Try it:
Scan the records for lines holding "white". Say how many there are and give nothing else.

Data supplied:

--

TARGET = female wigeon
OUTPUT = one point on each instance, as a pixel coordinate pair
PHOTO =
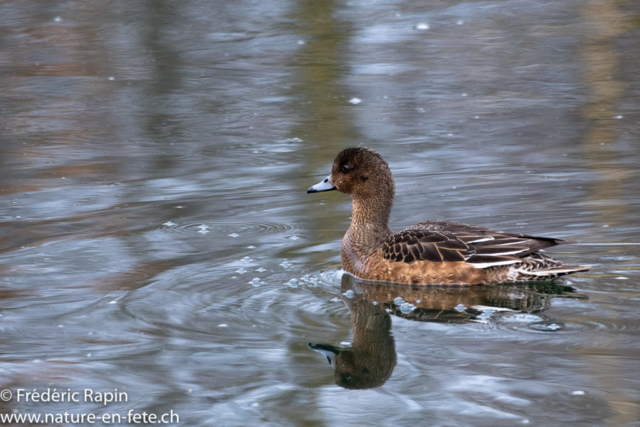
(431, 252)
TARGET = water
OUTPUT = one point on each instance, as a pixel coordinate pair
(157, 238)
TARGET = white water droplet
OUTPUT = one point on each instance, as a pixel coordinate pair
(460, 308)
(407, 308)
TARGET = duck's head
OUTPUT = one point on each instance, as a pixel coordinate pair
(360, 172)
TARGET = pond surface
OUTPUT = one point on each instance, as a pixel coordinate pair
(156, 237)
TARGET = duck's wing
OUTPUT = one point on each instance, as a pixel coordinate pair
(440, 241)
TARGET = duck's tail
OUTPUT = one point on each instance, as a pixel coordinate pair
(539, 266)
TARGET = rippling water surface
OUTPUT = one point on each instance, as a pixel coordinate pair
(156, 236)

--

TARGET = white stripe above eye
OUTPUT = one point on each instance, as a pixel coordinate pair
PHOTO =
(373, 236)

--

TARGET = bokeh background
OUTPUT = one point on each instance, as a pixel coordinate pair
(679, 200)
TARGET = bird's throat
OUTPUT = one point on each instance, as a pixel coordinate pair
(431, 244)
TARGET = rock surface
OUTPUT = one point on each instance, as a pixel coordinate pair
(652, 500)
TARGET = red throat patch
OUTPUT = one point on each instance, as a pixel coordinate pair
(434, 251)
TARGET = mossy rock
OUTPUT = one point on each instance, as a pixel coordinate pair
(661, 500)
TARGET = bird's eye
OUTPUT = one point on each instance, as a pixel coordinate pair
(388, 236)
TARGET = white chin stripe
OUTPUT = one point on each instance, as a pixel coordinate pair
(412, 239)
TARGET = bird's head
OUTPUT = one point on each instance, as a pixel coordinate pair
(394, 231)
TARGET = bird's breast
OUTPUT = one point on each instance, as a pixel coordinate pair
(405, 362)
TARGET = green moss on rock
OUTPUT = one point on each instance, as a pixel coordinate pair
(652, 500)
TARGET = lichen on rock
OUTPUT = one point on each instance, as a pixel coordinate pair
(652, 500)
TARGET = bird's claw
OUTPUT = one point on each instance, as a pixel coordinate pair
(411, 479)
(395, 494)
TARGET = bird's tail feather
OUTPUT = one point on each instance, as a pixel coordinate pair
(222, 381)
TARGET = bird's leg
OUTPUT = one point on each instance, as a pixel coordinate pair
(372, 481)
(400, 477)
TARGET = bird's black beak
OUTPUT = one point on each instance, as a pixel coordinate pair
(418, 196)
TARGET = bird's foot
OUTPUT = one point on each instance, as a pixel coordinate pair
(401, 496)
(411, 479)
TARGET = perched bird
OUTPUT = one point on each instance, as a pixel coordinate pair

--

Solution to the problem:
3